Your answer should hold only the line containing "Mark the line" and each line that follows it in the listing, copied exactly.
Supplied material Start Marker
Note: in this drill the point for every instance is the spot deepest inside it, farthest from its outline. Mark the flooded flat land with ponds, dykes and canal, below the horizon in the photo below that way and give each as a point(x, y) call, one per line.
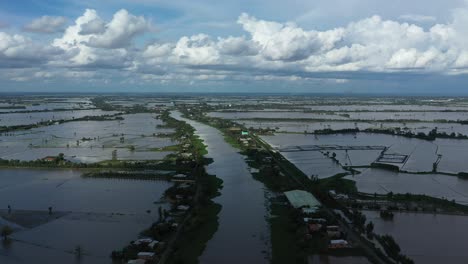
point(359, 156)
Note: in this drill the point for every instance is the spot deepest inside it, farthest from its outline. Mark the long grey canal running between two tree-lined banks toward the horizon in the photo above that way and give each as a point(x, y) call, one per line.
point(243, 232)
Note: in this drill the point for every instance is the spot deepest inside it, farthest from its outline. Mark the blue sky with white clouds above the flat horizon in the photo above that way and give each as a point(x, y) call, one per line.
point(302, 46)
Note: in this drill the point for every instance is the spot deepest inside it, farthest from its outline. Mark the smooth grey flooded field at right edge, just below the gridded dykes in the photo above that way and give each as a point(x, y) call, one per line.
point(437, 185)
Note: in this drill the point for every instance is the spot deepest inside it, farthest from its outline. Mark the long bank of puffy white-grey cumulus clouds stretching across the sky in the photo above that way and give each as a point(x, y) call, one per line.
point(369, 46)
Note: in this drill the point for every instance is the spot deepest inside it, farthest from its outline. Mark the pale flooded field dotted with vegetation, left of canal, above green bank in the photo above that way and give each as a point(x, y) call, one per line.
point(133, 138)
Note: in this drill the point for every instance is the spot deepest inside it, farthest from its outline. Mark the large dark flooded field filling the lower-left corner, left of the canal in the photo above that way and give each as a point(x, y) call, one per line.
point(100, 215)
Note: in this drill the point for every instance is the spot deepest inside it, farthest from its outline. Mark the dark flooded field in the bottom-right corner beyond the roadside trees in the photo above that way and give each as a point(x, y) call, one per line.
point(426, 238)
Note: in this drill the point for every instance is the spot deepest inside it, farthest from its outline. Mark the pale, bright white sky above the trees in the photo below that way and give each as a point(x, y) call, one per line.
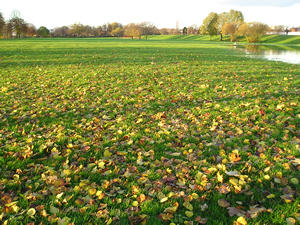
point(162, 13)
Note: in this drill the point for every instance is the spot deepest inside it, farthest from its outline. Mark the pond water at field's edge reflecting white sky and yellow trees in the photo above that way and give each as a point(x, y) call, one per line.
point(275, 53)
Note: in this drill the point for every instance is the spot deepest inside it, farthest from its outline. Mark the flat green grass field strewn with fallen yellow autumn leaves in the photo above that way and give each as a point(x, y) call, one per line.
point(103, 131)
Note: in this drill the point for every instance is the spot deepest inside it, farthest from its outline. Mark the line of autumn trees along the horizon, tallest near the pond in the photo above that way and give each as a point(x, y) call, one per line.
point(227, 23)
Supplied material End Marker
Answer to the exercise:
Note: in this drill the point for every instance is the spot deepest inside it, farthest from its outline. Mark the line of autumn trees along the horizon, tallest near the pond in the photo above that way and give each as a point(x, y) call, one per line.
point(227, 23)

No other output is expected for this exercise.